TEXT EXCERPT:
# How do I teach my dog to stop spilling her food bowl?



## Ben_From_Texas

My girl Abby likes to paw her food from the bowl and eat it off the floor. She does this even with a raised food bowl. Sometimes she dumps her water out too. How can I go about fixing this?


----------



## JakodaCD OA

glue her bowl to the floor? LOL just kidding of course, sorry no suggestions from me


----------



## Stosh

I feed Stosh in a pie plate so there's no tipping the bowl over. Some people use a cookie sheet, it makes them slow down their eating and it's less messy


----------



## MaggieRoseLee

Stosh said:


> I feed Stosh in a pie plate so there's no tipping the bowl over. Some people use a cookie sheet, it makes them slow down their eating and it's less messy


That's a great idea. 

I agree with going a 'management' route with this. Either big, heavy low bowls or something like a pie plate. Wonder if gardening stores have pots that would be heavy and work...


----------



## dogfaeries

Sage deliberately tips hers over any chance she gets. It helps to use the stainless steel bowls that have a wide base and a smaller top, like these.


Ah, I just reread your post. Does your dog DIG the water and the food out of the bowls? I have NO idea how to fix that, LOL. Sorry!


----------



## Ben_From_Texas

dogfaeries said:


> Sage deliberately tips hers over any chance she gets. It helps to use the stainless steel bowls that have a wide base and a smaller top, like these.
> 
> 
> Ah, I just reread your post. Does your dog DIG the water and the food out of the bowls? I have NO idea how to fix that, LOL. Sorry!


I have some bowls like the ones you showed, and yes she will dig the food out of those or find ways to tip them over. She's very persistent about eating off the floor.

DATASET EXTRACT:
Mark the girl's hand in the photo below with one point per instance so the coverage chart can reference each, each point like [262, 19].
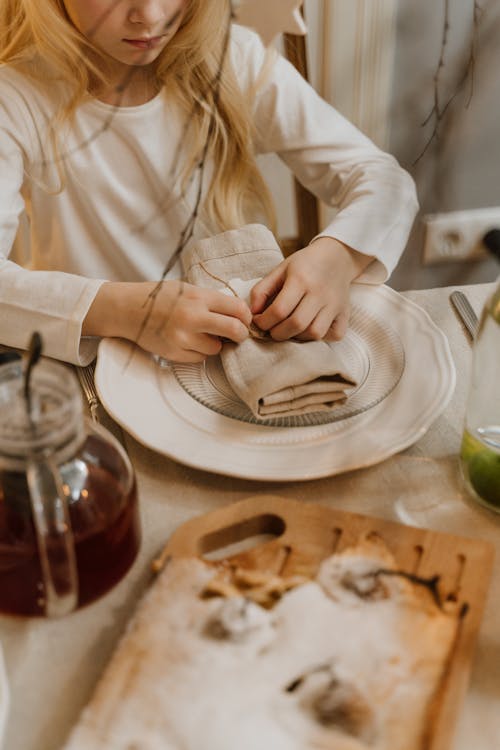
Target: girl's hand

PROBLEMS TO WORK ON:
1 – In the forum thread on the spilled food bowl, what kind of stainless steel bowls does dogfaeries say helps?
2 – Write out the stretch of the forum thread on the spilled food bowl from "## MaggieRoseLee" through "heavy and work...".

RESPONSE LIST:
1 – Bowls that have a wide base and a smaller top.

2 –
## MaggieRoseLee

Stosh said:


> I feed Stosh in a pie plate so there's no tipping the bowl over. Some people use a cookie sheet, it makes them slow down their eating and it's less messy


That's a great idea. 

I agree with going a 'management' route with this. Either big, heavy low bowls or something like a pie plate. Wonder if gardening stores have pots that would be heavy and work...